What to do: Copy the entries below, from the first one through the line containing "[804,108,833,135]", keeping each request unchanged. Multiply every bounding-box coordinate in the answers by 1.15 and round to the nearest whole number, rounding halves up.

== == ==

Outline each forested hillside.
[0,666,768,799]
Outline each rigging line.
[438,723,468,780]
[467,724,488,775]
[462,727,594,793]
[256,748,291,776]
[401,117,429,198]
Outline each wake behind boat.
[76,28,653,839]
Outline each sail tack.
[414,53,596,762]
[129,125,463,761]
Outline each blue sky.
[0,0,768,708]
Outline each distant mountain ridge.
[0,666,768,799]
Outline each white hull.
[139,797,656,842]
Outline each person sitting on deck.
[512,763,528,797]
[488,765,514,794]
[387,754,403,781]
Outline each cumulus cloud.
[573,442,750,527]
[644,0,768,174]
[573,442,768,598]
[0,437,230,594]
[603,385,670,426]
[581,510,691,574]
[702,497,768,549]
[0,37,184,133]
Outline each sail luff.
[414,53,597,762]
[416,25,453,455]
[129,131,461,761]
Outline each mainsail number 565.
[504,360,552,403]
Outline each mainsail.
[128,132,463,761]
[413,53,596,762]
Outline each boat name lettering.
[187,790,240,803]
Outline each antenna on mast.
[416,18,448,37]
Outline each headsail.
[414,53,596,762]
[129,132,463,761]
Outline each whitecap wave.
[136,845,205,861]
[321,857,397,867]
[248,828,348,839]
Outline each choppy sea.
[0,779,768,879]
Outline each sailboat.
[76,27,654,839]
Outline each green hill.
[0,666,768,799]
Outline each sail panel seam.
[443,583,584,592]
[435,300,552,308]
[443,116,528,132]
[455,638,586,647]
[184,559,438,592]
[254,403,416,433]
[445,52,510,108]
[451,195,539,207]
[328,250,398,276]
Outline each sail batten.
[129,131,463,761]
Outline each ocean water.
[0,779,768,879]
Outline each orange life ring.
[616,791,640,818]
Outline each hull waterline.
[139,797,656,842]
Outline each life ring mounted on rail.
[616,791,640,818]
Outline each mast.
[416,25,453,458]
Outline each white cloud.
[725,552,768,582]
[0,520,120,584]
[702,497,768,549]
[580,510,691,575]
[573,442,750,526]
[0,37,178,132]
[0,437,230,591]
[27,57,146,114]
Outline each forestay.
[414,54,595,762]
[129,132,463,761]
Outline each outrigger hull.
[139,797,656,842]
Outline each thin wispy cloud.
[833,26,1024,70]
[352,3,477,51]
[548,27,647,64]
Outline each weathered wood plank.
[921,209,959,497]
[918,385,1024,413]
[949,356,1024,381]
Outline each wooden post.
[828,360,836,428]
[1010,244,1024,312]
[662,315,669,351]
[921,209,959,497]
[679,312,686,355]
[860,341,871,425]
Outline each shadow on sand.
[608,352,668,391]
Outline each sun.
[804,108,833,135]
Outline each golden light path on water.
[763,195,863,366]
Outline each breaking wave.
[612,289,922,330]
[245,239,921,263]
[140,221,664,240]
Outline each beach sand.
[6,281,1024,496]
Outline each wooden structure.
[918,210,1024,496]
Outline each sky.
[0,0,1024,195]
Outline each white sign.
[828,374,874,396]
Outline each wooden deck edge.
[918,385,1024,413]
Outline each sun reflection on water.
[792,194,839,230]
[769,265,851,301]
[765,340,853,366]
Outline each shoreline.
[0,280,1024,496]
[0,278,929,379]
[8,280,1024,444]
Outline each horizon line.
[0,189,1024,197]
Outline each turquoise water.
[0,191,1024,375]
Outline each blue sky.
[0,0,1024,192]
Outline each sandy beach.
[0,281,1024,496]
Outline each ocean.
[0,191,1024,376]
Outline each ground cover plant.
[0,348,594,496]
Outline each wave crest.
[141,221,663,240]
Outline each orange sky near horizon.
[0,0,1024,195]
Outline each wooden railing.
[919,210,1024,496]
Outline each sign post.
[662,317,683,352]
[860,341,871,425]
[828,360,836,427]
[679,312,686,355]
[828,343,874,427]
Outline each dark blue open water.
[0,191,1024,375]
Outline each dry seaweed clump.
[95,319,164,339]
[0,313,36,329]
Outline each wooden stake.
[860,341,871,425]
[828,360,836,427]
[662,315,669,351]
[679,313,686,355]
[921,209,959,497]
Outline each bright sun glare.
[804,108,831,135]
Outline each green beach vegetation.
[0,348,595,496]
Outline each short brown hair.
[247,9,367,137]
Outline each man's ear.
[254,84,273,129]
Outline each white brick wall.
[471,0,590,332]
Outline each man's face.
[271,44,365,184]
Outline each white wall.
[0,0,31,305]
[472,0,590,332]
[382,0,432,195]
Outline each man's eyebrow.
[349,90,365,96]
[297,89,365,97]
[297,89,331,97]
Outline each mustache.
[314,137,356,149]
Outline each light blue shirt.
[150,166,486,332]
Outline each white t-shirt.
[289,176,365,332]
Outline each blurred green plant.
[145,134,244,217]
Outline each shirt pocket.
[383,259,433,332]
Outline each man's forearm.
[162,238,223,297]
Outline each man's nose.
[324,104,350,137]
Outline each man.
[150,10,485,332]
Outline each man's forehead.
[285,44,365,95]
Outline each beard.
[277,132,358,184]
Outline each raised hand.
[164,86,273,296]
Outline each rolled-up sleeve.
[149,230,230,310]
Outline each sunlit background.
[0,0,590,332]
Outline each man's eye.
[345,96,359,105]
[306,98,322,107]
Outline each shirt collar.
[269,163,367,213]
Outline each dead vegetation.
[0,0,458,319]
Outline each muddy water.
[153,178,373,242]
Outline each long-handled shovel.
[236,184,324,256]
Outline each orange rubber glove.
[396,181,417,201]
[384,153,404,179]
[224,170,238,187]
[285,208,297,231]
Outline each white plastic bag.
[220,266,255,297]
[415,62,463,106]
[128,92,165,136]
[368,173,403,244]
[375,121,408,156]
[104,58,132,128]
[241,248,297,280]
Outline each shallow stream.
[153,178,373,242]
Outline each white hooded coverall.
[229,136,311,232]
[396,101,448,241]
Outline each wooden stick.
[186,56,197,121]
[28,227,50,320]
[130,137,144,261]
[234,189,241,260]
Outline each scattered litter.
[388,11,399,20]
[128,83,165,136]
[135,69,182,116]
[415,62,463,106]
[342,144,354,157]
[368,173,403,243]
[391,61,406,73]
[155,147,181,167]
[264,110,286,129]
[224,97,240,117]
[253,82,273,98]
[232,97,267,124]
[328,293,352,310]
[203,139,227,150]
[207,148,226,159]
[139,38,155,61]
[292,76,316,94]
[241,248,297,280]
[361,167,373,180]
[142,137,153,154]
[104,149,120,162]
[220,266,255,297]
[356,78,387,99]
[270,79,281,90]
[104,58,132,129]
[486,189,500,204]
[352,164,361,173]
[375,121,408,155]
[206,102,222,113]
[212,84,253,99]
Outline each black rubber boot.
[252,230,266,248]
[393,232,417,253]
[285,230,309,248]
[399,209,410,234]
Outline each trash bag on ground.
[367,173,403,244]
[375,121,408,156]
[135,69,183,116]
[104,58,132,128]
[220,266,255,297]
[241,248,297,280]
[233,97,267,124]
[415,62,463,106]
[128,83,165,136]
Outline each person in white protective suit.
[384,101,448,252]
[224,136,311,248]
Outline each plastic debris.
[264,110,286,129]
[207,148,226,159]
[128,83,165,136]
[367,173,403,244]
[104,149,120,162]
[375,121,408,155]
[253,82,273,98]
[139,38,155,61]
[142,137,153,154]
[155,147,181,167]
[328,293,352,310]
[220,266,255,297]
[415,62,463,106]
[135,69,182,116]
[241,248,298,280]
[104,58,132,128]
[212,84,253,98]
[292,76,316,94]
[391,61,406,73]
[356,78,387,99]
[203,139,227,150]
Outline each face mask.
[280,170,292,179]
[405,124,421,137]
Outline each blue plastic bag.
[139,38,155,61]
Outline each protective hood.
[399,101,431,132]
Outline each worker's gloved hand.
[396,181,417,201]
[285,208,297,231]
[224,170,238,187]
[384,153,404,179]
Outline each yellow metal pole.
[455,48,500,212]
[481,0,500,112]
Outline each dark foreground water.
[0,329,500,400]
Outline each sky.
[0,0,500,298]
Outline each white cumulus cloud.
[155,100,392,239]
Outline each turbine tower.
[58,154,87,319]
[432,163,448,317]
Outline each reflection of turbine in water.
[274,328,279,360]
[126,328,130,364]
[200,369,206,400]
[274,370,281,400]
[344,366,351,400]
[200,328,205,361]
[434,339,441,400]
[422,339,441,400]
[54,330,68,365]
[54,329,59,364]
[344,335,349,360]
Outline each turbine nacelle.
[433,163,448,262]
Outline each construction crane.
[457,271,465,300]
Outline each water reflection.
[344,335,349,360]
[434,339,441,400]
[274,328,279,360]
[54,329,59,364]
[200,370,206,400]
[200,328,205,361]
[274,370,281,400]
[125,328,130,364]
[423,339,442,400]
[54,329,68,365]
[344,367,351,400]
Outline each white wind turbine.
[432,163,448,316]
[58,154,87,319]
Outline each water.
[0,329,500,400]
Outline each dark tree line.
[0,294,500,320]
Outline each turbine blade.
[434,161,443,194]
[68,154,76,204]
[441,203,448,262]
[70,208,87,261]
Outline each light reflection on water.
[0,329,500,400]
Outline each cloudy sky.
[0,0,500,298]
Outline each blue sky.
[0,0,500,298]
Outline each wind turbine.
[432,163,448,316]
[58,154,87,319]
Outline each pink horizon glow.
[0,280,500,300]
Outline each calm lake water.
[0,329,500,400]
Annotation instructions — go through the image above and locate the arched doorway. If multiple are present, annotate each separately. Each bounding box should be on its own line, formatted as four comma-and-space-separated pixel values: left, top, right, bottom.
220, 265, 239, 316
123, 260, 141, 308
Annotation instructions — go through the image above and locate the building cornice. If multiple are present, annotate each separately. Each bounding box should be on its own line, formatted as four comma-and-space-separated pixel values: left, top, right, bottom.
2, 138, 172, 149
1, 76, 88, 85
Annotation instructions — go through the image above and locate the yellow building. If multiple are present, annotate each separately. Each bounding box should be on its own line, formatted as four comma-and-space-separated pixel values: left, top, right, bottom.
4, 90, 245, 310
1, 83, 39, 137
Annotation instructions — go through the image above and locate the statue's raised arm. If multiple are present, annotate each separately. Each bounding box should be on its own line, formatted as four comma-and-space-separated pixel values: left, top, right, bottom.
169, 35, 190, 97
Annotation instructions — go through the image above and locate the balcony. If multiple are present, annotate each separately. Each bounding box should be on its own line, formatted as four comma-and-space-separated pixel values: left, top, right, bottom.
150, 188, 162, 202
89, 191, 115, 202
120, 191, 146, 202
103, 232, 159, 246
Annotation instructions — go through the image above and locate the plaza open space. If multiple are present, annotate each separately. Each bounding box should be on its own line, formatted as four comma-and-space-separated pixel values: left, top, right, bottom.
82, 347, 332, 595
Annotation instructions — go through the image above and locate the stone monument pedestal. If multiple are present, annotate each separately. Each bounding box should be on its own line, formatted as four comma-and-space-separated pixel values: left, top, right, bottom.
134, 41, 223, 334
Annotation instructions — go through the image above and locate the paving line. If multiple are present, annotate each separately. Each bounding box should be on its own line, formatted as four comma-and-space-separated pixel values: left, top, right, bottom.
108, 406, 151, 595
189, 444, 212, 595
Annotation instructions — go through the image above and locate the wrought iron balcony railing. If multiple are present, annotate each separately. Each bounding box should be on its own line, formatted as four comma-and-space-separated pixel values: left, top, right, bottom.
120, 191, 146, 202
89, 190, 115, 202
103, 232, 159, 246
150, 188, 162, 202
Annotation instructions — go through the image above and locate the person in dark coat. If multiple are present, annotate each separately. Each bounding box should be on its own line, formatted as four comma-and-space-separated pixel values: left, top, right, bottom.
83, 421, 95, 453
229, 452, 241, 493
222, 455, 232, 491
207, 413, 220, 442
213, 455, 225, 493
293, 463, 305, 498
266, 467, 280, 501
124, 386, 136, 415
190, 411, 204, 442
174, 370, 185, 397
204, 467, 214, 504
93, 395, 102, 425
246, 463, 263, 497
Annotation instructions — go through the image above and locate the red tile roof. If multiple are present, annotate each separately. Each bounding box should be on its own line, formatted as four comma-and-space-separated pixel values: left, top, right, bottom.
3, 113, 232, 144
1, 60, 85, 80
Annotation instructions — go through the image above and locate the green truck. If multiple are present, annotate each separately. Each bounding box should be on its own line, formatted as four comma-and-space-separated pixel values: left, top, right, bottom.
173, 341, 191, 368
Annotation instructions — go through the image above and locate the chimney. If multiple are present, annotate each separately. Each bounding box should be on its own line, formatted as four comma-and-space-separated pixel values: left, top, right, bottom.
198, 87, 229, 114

== == ==

Written response:
Outline each forested hillside.
[0,766,883,919]
Outline each rigging line.
[504,831,538,897]
[537,833,561,891]
[531,836,683,912]
[294,860,335,892]
[461,135,493,228]
Outline each wake behind boat.
[87,32,751,965]
Outline each sail tack.
[476,61,685,876]
[148,144,532,875]
Outline each blue sky.
[0,0,883,814]
Outline each distant mountain ridge.
[0,766,883,919]
Outline each white hull.
[160,917,754,968]
Outline each person sitting on deck.
[589,877,607,917]
[561,880,591,913]
[445,867,463,898]
Outline each cumulus cloud.
[659,508,863,606]
[741,0,883,200]
[659,508,883,688]
[0,503,265,683]
[693,443,771,490]
[668,587,795,660]
[807,572,883,631]
[0,43,212,153]
Outline each sail luff.
[476,61,687,876]
[478,29,521,523]
[148,151,530,875]
Outline each mainsail number 565.
[580,414,635,463]
Outline each mainsail.
[147,152,532,875]
[475,61,685,876]
Outline each boat name lettering.
[215,909,276,923]
Outline each antenna on mast.
[478,21,515,43]
Outline each headsail.
[476,61,685,876]
[148,152,532,875]
Outline each whitecap wave.
[156,972,236,990]
[369,986,457,997]
[285,952,400,965]
Outline each choppy sea.
[0,896,883,1011]
Outline each sailboat.
[87,31,752,965]
Outline each green hill.
[0,766,883,919]
Outline each sail panel seam.
[509,670,672,681]
[500,345,635,354]
[509,133,607,152]
[523,734,674,744]
[212,643,504,681]
[292,463,478,498]
[512,60,587,124]
[519,224,620,238]
[377,288,458,317]
Outline each sail batten.
[148,151,532,875]
Outline each ocean water.
[0,896,883,1011]
Outline each orange life ring.
[708,910,736,941]
Outline each hull waterline.
[160,917,754,968]
Outline each life ring mounted on rail.
[708,910,736,941]
Outline each mast.
[478,29,521,527]
Outline each white cloud.
[834,635,883,669]
[0,598,138,672]
[807,572,883,631]
[667,587,795,661]
[659,508,863,605]
[0,43,205,152]
[0,503,265,680]
[31,66,168,131]
Outline each forestay.
[476,62,684,876]
[148,152,532,875]
Outline each outrigger hull.
[160,917,754,968]
Outline each thin wispy cloud.
[958,30,1178,81]
[405,3,549,59]
[630,31,744,74]
Outline each weathered wood plank.
[1059,240,1103,572]
[1056,443,1178,475]
[1091,409,1178,438]
Outline each wooden post.
[952,414,961,492]
[1162,281,1178,359]
[761,362,769,404]
[1059,240,1103,572]
[781,359,789,408]
[989,392,1002,489]
Outline each shadow on sand.
[699,405,768,450]
Outline each sun.
[925,124,958,155]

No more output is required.